> [The task]: Pictures aside, the data must be reproduced exactly.

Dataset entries
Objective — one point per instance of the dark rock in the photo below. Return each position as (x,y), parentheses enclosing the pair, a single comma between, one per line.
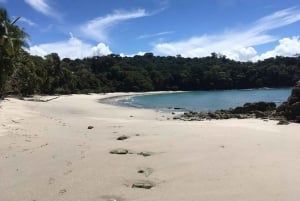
(144,153)
(258,106)
(283,122)
(123,137)
(119,151)
(143,184)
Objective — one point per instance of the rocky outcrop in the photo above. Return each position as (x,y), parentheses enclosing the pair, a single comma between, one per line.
(248,110)
(291,108)
(288,111)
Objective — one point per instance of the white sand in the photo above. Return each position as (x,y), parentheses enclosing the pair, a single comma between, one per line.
(48,154)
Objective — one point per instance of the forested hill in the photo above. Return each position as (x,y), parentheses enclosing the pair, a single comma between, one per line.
(112,73)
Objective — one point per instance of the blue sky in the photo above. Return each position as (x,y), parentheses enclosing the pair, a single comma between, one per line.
(240,29)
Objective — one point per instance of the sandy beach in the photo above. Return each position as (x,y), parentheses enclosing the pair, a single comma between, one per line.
(47,153)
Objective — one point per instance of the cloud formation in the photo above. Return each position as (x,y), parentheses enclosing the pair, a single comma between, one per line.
(155,34)
(286,47)
(235,44)
(43,7)
(97,29)
(73,48)
(27,21)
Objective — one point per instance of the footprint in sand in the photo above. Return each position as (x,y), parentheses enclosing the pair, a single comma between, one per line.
(68,172)
(143,184)
(62,191)
(123,137)
(51,180)
(112,198)
(146,171)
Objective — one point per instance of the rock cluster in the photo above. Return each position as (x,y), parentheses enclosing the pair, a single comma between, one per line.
(291,108)
(288,111)
(248,110)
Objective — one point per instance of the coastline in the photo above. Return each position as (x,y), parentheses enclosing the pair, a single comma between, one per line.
(48,153)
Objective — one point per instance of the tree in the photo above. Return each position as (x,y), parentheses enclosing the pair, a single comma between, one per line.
(12,39)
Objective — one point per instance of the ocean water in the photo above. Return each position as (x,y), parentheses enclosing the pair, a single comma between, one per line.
(206,100)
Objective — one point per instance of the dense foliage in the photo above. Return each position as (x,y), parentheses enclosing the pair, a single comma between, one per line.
(23,74)
(111,73)
(12,39)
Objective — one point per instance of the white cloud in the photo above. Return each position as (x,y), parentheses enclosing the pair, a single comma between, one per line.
(155,34)
(235,44)
(27,21)
(286,47)
(72,48)
(132,55)
(43,7)
(97,28)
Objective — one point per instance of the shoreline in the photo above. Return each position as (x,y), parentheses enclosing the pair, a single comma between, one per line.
(47,152)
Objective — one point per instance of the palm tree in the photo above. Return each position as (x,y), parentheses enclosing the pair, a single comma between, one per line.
(12,39)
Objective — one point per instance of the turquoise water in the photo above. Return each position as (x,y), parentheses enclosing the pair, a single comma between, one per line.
(206,100)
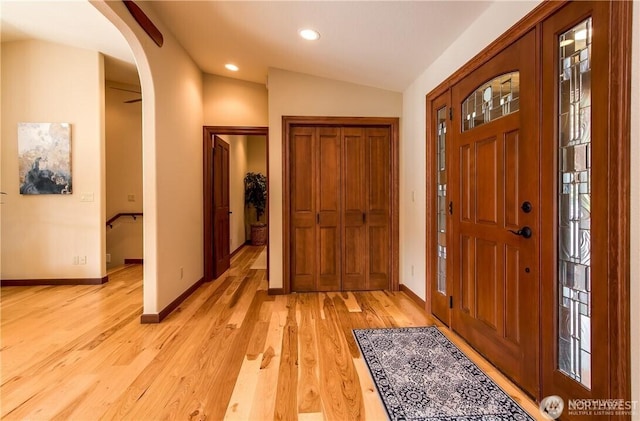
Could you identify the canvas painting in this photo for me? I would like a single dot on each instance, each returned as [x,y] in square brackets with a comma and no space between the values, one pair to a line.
[44,158]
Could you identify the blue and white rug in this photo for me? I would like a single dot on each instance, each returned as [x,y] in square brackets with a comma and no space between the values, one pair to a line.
[421,375]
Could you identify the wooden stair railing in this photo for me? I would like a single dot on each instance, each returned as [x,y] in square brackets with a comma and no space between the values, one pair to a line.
[111,220]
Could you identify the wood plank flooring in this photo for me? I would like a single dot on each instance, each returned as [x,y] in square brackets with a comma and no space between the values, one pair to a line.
[230,351]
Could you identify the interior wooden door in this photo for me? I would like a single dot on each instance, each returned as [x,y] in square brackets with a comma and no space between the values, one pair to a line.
[579,164]
[354,199]
[438,156]
[366,196]
[378,210]
[221,247]
[316,203]
[303,144]
[494,184]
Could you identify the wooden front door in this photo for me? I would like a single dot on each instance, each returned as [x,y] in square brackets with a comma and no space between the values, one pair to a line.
[221,252]
[494,186]
[583,355]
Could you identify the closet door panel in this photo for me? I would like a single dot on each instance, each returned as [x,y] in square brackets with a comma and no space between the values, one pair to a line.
[378,156]
[303,230]
[355,258]
[328,190]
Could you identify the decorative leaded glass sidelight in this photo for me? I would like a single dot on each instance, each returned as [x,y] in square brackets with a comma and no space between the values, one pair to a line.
[494,99]
[574,203]
[442,199]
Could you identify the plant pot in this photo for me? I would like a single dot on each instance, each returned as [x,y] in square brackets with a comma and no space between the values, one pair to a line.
[258,234]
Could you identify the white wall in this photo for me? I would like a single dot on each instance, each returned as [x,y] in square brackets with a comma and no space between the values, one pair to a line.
[499,17]
[296,94]
[237,171]
[45,82]
[123,123]
[172,158]
[233,102]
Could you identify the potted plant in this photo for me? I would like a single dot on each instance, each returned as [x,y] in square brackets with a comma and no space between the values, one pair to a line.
[255,194]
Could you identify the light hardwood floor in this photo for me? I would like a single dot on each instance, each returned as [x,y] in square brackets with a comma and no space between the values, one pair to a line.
[230,351]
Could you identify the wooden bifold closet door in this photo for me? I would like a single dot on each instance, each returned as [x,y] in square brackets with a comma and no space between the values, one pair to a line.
[340,208]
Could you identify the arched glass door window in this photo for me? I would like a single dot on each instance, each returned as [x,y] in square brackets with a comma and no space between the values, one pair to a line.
[494,99]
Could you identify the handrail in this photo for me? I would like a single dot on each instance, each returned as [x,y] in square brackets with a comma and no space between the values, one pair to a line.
[113,219]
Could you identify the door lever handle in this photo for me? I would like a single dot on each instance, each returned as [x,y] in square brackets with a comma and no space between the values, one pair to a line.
[524,232]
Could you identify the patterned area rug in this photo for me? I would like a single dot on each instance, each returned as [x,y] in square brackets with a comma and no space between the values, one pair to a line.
[421,375]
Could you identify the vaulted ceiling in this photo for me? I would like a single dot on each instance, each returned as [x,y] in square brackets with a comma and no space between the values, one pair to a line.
[385,44]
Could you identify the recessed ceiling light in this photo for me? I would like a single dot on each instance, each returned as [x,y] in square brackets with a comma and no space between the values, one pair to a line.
[581,35]
[309,34]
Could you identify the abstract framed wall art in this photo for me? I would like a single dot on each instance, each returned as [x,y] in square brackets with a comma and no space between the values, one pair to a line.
[44,158]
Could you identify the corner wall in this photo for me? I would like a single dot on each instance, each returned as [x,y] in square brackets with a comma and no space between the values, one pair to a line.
[46,82]
[123,172]
[297,94]
[172,158]
[233,102]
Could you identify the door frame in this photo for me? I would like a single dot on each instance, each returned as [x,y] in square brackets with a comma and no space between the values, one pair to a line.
[207,184]
[619,140]
[393,123]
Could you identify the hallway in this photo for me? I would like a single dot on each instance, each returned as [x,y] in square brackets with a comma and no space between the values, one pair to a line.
[229,351]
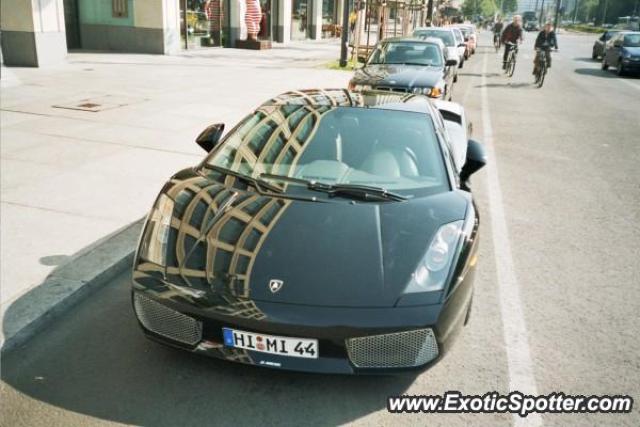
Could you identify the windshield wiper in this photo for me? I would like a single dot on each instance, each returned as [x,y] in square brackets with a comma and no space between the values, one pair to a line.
[363,192]
[259,184]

> [Solution for this exercise]:
Objective — one point per instance of the dark rock in the photo below. Return each position as (x,y), parentheses enclosing the pair, a single comma between, one per line.
(144,153)
(258,106)
(283,122)
(123,137)
(119,151)
(143,184)
Objective — one point per instance of the rocky outcrop in the photo above. Return each position as (x,y), parentheses enclosing the pair, a single comma between, one per line.
(248,110)
(291,108)
(288,111)
Objective — one point per instance of the white sand in the photo above. Return each position as (x,y), parentheses enclosing the pair, a single comma between, one per line.
(48,154)
Objective — one point per instance of the forested hill in the photo above. Return each position as (x,y), parentheses enclosing the pair, a single comma between, one per line.
(112,73)
Objective — one point per instance of the blue sky in the photo above. Return each position as (x,y), parentheses enclosing the pair, a single comma between, one per line.
(240,29)
Objective — one point per instance of the sandy beach in the photo above. Return each position as (x,y), parentheses enclosing the pair, a single comma between, one per line.
(47,153)
Objective — one point per instance of the cloud formation in the photo above. Return each position as (x,y), parentheses enclosing the pair, a single comma between, one per line.
(155,34)
(286,47)
(235,44)
(43,7)
(97,29)
(73,48)
(27,21)
Objective — one point per instance of the footprint in sand in the photo above. Return each position as (x,y), parentheses enclosing the pair, a single comma between, one per line.
(68,172)
(143,184)
(62,191)
(123,137)
(51,180)
(112,198)
(146,171)
Objective — one point per instance of the rock cluster in the photo above. Return each position as (x,y), parentheses enclosing the pair, a single comma between, one per line.
(291,108)
(288,111)
(248,110)
Objective — one point per instance of the coastline in the photo above. Return each position as (x,y), parentheses enclosing the pair, a single comma between, one per line.
(48,153)
Objective — one point per instance of the tree in the photo above. Return each position as (x,y), parentheses enclosing the pair, a single comma between, one per line.
(12,39)
Objective — one point per instance of the ocean water in the photo above. Return each position as (x,y), parentheses enclosing the pair, a single comma between, one per line.
(206,100)
Objective — one point per instance of the dense foliage in the photo above. Return each position as (x,y), parentheses enclosing the pair, a single comma between, one per line.
(23,74)
(111,73)
(12,39)
Objective — one point per instance of the white cloud in the photo above. Return each position as (x,y), parentheses enclosing the pair, a single comma between, one per line.
(155,34)
(235,44)
(27,21)
(286,47)
(72,48)
(132,55)
(43,7)
(97,28)
Objective — one point per instance of the shoreline in the photo above. Return each position as (x,y), parentheses enclosing the pair, a single comma between, one per line.
(47,152)
Objective — one point per instance of the palm tree in the photo above. Return each position as (x,y), parentheses enclosing the pair, a single comma between, one per line.
(12,39)
Objective — one point per instance of the turquoise water in the photo above. Return each position as (x,y), parentheses enclosing the pair, a single comma between, one per line.
(206,100)
Could you identify the canvas painting in this photo for me? I would like a single dot on each instance, each returned as [x,y] in square brackets with a comma and no space between the values, one pair to a line.
[44,158]
Could you identify the blue and white rug in this photo for me? I would like a single dot on each instance, each returned as [x,y] in square brackets with a comma and no space between the values, one pair to a line.
[421,375]
Could you identify the wooden stair railing in this photo for me? I would like a single dot on each instance, each returned as [x,y] in square brackets with a comma and no space between the values, one pair to a line.
[111,220]
Could you identify the wood plank flooring in this photo for me? I would like a single dot on each instance, each returned as [x,y] in square brackets with a comma and no space between the values, one pair to a line.
[230,351]
Could you identify the interior wooden door in this photo for me? I would like a single dot on each instance, each returned as [x,y] in square brackets with a comma and no space between the values, one pair to a line.
[579,164]
[354,199]
[438,156]
[366,196]
[378,210]
[221,247]
[316,203]
[303,144]
[494,184]
Could you identify the wooden front door in this photo for me? I would like a single dot on each instance, each returned as [x,y] in square brackets with a comma and no space between the values, one pair to a line.
[221,252]
[494,186]
[583,355]
Could you identify the closet door panel in this photo for me? I would like a single dot on each instance, each returned as [x,y] in square brackets with a comma and no space between the values, one pair to a line.
[378,156]
[303,230]
[355,258]
[328,190]
Could you identify the decorative leaded glass sidelight in this photo for me? I would like a single dot on each instance, each returned as [x,y] in square brackets with a comma and no space between the values, one pair to a line.
[494,99]
[574,203]
[442,199]
Could you identify the plant pot in this photo for me? I would like a single dot on each instance, each returned as [x,y] in square brackets with a comma and no space between the values, one pair to a line.
[258,234]
Could you identify the white wall in this photo for me? I would like a single dot on each instance, each returned as [x,y] in square brackets with a comma and no space between the values, one pair to a line.
[499,17]
[296,94]
[237,171]
[45,82]
[123,123]
[172,158]
[233,102]
Could you identify the potted plant in this photo for me? I would like a single dot on each instance, each returned as [x,y] in square brackets with a comma and no space between the values, one pair to a line.
[255,194]
Could you identify the light hardwood floor in this photo for me? I would like a single dot on each instance, each returned as [x,y] in square brackets with a comma and no space between the values, one pair to a line.
[230,351]
Could you identify the wooden bifold closet door in this photo for me? I would like a single dot on each instance, each returned as [x,y] in square brackets with a comma and no space between the values, one pair to a line.
[340,208]
Could you identify the arched glass door window in this photo for me? I would like a single dot on each instance, each returned as [x,y] in square brackets with a comma and no space between the values, one pair to a line.
[494,99]
Could you identify the handrail in this photo for me? I would like a single dot on each instance, each returned as [x,y] in square brackets with a comma and no space between the values, one pair to a line.
[113,219]
Could you identify the door lever handle in this photo for me? I would like a single dot on each instance, each returned as [x,y] in square brackets with a comma and no space between the values, one pair to a line.
[524,232]
Could you identify the patterned area rug in this photo for me? I would like a single dot on each instance, each returned as [x,y] in square brackets with a comma and no space between the values, one pair to a line.
[421,375]
Could you identify the vaulted ceiling in this photo for me? I would like a single dot on each instance, each returned as [x,y] in square brackets with a comma and no space between the values, one pair to a line.
[385,44]
Could you identify the recessed ceiling light in this photo for me? I would like a single dot on each instance, each returned as [x,y] in square brackets with a comma and no space between the values, one pair to a line.
[581,35]
[309,34]
Could you identify the abstract framed wall art in this photo for me? I would like a single dot on each instance, each returned as [x,y] in square brackets with a comma and no space between the values, one pair to a line.
[44,158]
Could you identify the corner wall in this photo for me? I would like a single dot on each instance, each returned as [x,y] in square brackets with a comma and no space between the values, one pair to a line.
[46,82]
[123,172]
[297,94]
[172,158]
[233,102]
Could you identify the door frame in this photo for me? I would like a single dot on each instance, each returned as [x,y] in square brackets with a comma and no space between the values, one pair to a line.
[207,184]
[619,140]
[393,123]
Could you identify the hallway in this photo for me? I would like a single dot on each instance, each returned as [x,y] in square brackets with a comma and no space between the values, one pair to a line.
[229,351]
Could you identify the windshield wiper in this photo for me? I would like a single dot on each instance, each returned as [x,y] in square brackets with a comma and no space between the values, one pair to a line.
[363,192]
[259,184]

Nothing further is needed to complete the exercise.